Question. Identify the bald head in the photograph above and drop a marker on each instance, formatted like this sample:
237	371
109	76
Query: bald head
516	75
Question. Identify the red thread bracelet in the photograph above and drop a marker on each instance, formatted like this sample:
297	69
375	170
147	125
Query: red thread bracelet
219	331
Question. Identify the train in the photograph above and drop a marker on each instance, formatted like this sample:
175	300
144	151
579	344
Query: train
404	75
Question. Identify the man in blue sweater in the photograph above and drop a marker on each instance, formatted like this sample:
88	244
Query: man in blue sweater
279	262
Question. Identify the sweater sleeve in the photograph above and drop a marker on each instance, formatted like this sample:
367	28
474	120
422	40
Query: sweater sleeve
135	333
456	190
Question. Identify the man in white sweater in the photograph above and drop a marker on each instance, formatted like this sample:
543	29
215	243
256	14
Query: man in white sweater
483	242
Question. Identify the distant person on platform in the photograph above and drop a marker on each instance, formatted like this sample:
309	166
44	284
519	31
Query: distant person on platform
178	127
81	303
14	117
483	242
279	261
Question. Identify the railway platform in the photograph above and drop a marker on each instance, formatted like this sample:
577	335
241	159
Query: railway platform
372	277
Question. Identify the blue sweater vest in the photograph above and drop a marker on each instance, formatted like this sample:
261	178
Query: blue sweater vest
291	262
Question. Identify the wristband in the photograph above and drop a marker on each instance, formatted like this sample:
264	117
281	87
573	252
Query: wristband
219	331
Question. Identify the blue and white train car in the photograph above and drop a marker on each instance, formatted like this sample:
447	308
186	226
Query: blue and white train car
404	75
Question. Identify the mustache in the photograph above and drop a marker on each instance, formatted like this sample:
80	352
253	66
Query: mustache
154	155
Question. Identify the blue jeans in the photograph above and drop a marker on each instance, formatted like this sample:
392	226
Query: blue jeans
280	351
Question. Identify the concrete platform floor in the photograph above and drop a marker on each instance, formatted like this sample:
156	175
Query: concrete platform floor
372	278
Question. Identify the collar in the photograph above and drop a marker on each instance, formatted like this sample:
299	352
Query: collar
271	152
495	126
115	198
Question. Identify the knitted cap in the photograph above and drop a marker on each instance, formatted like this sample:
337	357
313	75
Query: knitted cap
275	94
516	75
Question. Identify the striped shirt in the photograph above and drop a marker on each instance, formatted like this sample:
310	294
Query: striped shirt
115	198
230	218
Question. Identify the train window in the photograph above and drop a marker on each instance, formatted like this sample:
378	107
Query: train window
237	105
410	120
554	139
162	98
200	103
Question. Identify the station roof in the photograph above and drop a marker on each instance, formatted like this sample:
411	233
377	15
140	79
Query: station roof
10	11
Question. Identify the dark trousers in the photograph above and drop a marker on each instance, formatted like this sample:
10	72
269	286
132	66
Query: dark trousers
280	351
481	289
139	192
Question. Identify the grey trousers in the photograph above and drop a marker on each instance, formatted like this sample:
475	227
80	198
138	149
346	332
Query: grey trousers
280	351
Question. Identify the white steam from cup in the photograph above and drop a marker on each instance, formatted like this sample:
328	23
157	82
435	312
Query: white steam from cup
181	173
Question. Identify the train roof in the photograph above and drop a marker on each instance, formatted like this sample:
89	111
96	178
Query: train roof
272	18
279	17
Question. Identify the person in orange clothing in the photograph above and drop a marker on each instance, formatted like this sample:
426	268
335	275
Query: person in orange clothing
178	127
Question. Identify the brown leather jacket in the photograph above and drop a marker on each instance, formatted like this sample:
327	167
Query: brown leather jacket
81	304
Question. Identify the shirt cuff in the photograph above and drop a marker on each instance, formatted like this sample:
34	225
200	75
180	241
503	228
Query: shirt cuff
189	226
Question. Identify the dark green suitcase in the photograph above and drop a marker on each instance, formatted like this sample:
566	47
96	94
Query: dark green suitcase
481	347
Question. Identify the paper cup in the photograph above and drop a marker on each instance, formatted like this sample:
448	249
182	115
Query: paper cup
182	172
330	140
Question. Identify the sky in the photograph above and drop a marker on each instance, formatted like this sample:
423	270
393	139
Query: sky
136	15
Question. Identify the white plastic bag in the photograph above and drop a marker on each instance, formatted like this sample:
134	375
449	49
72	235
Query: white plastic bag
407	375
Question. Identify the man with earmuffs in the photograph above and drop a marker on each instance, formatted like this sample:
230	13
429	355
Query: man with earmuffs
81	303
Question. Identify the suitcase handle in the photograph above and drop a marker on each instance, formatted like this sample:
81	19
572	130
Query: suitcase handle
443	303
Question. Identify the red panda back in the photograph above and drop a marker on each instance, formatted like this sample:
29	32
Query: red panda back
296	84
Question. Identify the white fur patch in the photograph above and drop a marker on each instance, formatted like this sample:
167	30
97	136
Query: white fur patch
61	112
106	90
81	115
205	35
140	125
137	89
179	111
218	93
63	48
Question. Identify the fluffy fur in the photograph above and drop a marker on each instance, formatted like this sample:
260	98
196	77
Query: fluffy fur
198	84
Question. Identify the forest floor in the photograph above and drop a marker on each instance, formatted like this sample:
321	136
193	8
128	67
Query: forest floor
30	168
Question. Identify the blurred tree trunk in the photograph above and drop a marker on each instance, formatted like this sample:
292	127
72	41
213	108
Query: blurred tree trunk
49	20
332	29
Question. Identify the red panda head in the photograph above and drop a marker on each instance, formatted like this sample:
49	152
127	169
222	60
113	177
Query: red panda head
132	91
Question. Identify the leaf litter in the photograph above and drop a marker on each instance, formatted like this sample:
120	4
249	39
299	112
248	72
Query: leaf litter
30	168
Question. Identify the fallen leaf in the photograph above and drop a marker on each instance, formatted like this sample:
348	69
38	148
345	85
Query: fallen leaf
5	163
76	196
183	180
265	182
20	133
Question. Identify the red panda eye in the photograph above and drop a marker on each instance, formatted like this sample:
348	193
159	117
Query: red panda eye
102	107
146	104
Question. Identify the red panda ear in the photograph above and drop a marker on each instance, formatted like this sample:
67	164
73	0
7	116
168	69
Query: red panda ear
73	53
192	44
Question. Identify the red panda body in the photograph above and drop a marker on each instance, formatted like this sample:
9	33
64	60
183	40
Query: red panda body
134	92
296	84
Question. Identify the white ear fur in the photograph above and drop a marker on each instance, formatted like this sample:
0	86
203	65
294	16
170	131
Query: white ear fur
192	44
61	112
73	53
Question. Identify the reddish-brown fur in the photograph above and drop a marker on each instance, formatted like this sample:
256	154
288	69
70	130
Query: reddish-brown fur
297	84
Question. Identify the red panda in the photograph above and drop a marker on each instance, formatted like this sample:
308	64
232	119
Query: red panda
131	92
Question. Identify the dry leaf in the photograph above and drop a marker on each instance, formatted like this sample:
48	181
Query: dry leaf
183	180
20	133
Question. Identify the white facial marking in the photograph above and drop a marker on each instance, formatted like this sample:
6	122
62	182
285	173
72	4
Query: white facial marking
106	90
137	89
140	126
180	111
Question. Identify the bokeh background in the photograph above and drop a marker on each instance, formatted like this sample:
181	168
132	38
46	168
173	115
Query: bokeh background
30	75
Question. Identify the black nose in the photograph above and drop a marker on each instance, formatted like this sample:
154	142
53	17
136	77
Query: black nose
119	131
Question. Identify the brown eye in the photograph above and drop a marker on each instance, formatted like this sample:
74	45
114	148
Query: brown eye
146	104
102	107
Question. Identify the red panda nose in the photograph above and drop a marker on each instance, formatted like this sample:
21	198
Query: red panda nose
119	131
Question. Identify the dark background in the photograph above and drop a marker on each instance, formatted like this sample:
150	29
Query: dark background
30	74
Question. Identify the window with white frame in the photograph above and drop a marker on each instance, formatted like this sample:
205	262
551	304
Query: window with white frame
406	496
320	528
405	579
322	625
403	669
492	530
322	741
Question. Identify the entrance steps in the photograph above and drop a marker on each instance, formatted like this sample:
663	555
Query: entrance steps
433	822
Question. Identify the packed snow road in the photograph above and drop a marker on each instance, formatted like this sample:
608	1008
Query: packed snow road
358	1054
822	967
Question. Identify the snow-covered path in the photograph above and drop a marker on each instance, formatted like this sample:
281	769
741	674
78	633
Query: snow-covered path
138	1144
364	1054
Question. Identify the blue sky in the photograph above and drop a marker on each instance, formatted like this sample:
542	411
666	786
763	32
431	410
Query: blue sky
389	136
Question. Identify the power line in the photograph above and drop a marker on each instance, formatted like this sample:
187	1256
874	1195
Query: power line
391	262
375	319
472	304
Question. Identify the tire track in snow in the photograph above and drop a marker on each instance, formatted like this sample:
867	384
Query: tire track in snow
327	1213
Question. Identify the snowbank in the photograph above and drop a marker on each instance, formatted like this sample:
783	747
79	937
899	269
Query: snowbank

● AIM OF THE EXERCISE:
Take the lines from the one containing "Question. Identify the blue sky" to the last line of the material above and write them out exactly.

● ANSWER FOR THIS EXERCISE:
Question. Identify the blue sky in the photograph above and drop a marker on each instance, formatted like this sample:
542	411
666	786
763	32
431	410
Query: blue sky
389	136
Question. Identify the power line in the photograph above and drop a marker on each instance, formatted like this sample:
187	1256
874	1195
Query: power line
391	262
375	319
472	304
Question. Identify the tire track in snow in the photograph above and drop a marker on each instance, formatted like this sample:
867	384
Query: tire track in snow
327	1213
Question. Identify the snowbank in the photograph above and drop a marker on each instance, formatted like this sample:
783	747
79	937
899	269
Query: snowbank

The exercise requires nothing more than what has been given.